→ Problem:
Duplicate the lines of the data verbatim, beginning at the line containing "rough mask: <svg" and ending after the line containing "positive clicks: (382, 445)".

Saved data entries:

........

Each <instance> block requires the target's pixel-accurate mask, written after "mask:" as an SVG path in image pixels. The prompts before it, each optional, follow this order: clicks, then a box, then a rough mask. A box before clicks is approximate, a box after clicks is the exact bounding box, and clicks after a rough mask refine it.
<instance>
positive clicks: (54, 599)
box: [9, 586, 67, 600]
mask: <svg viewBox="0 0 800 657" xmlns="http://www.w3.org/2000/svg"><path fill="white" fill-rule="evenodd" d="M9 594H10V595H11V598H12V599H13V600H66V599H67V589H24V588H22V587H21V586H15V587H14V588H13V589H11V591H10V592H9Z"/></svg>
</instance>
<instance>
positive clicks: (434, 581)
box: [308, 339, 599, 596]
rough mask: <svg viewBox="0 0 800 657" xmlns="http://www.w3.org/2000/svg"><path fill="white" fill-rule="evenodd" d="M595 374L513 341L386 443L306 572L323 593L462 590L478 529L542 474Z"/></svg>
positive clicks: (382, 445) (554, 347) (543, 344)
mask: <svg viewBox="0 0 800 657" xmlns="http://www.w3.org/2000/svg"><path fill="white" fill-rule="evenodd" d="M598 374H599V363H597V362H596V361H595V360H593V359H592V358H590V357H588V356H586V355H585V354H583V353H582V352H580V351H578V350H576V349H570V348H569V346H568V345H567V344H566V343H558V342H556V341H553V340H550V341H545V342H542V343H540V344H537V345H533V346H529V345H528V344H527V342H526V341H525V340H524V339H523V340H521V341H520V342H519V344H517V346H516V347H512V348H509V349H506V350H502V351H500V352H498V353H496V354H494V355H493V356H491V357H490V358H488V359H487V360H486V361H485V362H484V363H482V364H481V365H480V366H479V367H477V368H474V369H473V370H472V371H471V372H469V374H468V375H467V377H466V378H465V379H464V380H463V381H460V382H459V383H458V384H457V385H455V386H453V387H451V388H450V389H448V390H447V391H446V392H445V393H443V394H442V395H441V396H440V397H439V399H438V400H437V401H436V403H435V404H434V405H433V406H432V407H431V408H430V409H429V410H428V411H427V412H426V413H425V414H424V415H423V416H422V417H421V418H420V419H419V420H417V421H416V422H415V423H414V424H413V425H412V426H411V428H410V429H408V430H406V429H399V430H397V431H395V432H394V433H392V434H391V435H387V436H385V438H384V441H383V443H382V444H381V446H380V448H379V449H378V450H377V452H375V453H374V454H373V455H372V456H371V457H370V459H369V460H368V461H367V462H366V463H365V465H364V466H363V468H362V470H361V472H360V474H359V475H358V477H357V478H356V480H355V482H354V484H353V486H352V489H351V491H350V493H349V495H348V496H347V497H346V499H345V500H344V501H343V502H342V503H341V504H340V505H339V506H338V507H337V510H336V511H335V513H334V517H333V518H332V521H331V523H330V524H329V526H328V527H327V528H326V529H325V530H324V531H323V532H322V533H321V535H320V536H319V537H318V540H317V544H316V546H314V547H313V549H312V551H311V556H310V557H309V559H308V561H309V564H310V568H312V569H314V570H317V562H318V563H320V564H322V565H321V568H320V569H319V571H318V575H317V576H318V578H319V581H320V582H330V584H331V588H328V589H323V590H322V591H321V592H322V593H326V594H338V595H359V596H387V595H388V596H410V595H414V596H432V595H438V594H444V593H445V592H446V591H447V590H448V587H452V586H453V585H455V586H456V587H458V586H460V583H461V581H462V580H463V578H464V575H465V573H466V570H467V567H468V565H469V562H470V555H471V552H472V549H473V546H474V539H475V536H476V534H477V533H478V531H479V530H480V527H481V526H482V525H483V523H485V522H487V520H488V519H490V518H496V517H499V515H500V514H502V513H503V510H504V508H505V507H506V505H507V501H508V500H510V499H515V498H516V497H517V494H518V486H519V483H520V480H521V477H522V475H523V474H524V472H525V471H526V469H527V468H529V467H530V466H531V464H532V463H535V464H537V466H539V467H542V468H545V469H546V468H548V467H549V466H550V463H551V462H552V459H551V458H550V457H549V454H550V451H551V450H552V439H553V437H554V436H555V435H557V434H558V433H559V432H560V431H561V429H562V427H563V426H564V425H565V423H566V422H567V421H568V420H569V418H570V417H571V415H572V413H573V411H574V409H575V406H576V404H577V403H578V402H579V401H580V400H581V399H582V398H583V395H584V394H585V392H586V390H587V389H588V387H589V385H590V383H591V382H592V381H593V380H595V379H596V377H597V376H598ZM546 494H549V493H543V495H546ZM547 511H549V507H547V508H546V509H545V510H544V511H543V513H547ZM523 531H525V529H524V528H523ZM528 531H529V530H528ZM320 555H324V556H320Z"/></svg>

........

→ Answer for the task:
rough mask: <svg viewBox="0 0 800 657" xmlns="http://www.w3.org/2000/svg"><path fill="white" fill-rule="evenodd" d="M595 374L513 341L386 443L306 572L323 593L462 590L478 529L542 474Z"/></svg>
positive clicks: (382, 445) (554, 347) (543, 344)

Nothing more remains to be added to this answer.